(Source records)
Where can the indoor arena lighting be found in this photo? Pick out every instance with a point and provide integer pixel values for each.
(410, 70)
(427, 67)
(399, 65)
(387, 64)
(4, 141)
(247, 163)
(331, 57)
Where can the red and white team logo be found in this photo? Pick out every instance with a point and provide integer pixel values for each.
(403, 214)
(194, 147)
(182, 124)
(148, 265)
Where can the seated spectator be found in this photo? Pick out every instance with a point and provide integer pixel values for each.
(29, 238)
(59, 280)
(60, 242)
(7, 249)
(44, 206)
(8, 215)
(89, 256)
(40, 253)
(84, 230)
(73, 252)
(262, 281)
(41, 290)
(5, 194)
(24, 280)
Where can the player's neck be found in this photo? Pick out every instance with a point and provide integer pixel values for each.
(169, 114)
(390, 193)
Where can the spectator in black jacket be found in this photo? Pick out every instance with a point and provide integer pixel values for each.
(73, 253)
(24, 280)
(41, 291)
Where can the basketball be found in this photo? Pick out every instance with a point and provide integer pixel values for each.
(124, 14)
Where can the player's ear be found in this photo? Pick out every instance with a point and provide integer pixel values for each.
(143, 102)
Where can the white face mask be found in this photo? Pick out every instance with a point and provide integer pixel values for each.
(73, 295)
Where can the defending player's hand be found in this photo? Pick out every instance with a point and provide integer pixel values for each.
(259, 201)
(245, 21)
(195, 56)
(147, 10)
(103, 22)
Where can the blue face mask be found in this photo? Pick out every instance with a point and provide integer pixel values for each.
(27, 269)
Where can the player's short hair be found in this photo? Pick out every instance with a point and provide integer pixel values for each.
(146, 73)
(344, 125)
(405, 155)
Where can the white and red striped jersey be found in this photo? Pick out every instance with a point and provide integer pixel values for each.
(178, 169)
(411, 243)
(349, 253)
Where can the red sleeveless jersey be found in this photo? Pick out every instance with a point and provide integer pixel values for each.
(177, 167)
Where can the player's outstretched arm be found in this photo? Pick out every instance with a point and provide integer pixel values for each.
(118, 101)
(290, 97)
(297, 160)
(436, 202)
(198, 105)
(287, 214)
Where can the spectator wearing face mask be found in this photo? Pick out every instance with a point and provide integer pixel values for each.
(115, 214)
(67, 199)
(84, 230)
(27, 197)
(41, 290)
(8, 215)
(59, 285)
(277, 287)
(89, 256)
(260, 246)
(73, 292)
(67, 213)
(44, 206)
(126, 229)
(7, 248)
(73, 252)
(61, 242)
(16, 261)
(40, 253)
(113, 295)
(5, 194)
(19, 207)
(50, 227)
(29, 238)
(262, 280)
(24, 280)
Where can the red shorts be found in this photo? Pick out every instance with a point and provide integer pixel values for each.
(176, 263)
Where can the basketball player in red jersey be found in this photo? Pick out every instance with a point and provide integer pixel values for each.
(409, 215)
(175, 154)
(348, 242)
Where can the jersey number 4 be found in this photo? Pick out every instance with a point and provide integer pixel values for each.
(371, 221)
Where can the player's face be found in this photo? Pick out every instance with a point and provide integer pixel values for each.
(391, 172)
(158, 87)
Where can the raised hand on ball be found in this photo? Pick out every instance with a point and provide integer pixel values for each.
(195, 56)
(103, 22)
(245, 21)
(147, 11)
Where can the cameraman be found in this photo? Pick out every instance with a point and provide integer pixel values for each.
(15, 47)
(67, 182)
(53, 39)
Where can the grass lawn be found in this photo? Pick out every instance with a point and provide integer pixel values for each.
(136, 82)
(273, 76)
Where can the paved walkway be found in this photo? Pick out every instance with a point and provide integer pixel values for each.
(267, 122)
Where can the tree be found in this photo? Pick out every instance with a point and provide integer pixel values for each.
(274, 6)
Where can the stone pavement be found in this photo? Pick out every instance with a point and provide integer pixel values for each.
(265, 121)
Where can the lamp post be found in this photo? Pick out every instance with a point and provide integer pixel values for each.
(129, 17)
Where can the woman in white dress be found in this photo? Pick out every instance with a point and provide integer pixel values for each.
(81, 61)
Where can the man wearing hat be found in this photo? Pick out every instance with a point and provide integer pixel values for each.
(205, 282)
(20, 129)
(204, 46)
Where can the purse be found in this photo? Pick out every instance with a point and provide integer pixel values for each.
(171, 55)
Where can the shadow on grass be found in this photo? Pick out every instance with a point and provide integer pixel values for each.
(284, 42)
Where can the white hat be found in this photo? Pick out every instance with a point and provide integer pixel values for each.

**TASK OBJECTIVE**
Every entry must be given again exactly as it reads.

**EXERCISE ANSWER**
Where can the indoor arena lighting be found in this photo? Pick out every instance with a point and provide integer pixel values for each.
(410, 70)
(427, 67)
(399, 65)
(387, 64)
(4, 141)
(247, 163)
(331, 57)
Where can the red and white team logo be found in this photo? Pick out every instance with a point and provide integer pixel values for each.
(403, 214)
(194, 147)
(182, 124)
(148, 265)
Where can the seated spectator be found in this photo? Pick out every instance with a point and provide integer pixel values for each.
(29, 238)
(59, 280)
(60, 242)
(7, 249)
(44, 206)
(8, 215)
(89, 256)
(40, 253)
(84, 230)
(73, 252)
(262, 281)
(41, 290)
(5, 194)
(24, 280)
Where can the player's neck be found in this photo? Pick out every instance with a point and provide integer pixel values for each.
(169, 114)
(390, 193)
Where can the spectator in black jacket be found in this photo? Pick out every instance with a point and provide integer pixel values for each.
(73, 253)
(24, 280)
(41, 291)
Where can the basketball be found in this photo? Pick out every instance with a point and provide integer pixel values for each.
(124, 14)
Where can the player's ear be found in this photo? Pick out every instance with a point and provide integer pixel values for each.
(143, 102)
Where can the white face mask be found in this photo? Pick out every instance with a point and provide integer pixel values for each.
(73, 295)
Where can the defending player's hand be found in this photo? Pick out every instance with a point and provide integer pixel values for each.
(259, 201)
(245, 21)
(195, 56)
(147, 10)
(103, 22)
Where can the blue face mask be found in this photo? Pick out every instance with a point and provide integer pixel values for each.
(27, 269)
Where can the player's short hair be found in this photo? Pick out every instance with a point and provide integer pixel values for each.
(146, 73)
(344, 125)
(405, 155)
Where can the white and red striped jersey be found in this photo? Pick out every instance with a point and provide integer pixel values for each.
(178, 169)
(411, 243)
(349, 253)
Where can the red sleeveless jersey be found in this photo? Pick out every instance with a point and provide integer pixel values for each.
(177, 167)
Where can the player's outstretched arm be found in this photo? Pick out every instance with a point and provide integer pixel values for each.
(118, 101)
(290, 97)
(297, 160)
(436, 202)
(198, 105)
(287, 214)
Where can the spectator wearing face mask be found in this photo? Pick out every instance with a point and provide integer pixel values for each.
(115, 214)
(67, 199)
(84, 230)
(27, 197)
(41, 290)
(8, 215)
(59, 285)
(277, 287)
(89, 256)
(260, 246)
(73, 292)
(67, 213)
(44, 206)
(126, 229)
(7, 248)
(73, 252)
(61, 242)
(16, 261)
(40, 253)
(113, 295)
(5, 194)
(19, 207)
(50, 227)
(29, 238)
(262, 280)
(24, 280)
Where can the red shorts be found in this photo? Pick out every instance with a point and provide integer pixel values for each.
(176, 263)
Where can the basketball player in red jersey be found in this photo? Pick out every instance with a point and provide integer pixel values for each.
(409, 215)
(175, 154)
(348, 242)
Where can the jersey number 4 be found in this photo? Pick out every instance with a point and provide integer pixel values for each.
(371, 221)
Where can the player's face be found in this photo? Pick out every instance with a point and provide integer pixel values for each.
(391, 172)
(158, 87)
Where can the raised hand on ball be found in this photo? Pick out every instance with a point and provide integer pixel values for each.
(195, 56)
(103, 22)
(245, 21)
(147, 11)
Where can the cameraman be found in this photo? Pick out every instance with a point and provide integer pixel values for each.
(15, 47)
(67, 182)
(53, 39)
Where can the grass lawn be found in this photo? Pick out every instance with a point and provide integer pixel values for each.
(136, 82)
(273, 76)
Where can the paved walkway be found in this photo? Pick out every instance with a point and provide integer pixel values for each.
(267, 122)
Where can the tree be found in this photo? Pick out every instance with a point and provide integer pixel values for each.
(274, 6)
Where can the stone pavement be found in this photo? Pick out every instance with a point and provide integer pixel values for each.
(265, 121)
Where can the lamp post be found in this photo? Pick out every instance with a point and provide integer pixel values for each.
(129, 17)
Where can the woman in white dress be found in this photo? Pick out every instance with a point and provide integer pixel values for each.
(81, 61)
Where can the man wearing hat be found in this photo? Pick out every instance with a point and provide integer pixel values for each.
(205, 282)
(20, 129)
(204, 46)
Where can the purse be found in this photo? Pick out every instance with a point and provide integer pixel values for each.
(171, 55)
Where can the shadow on grass be found in this photo? Pick out every instance with a point and provide integer pixel values for each.
(284, 42)
Where can the white hat be found in this photo? Pick out every instance with a point and provide integer pixel values for each.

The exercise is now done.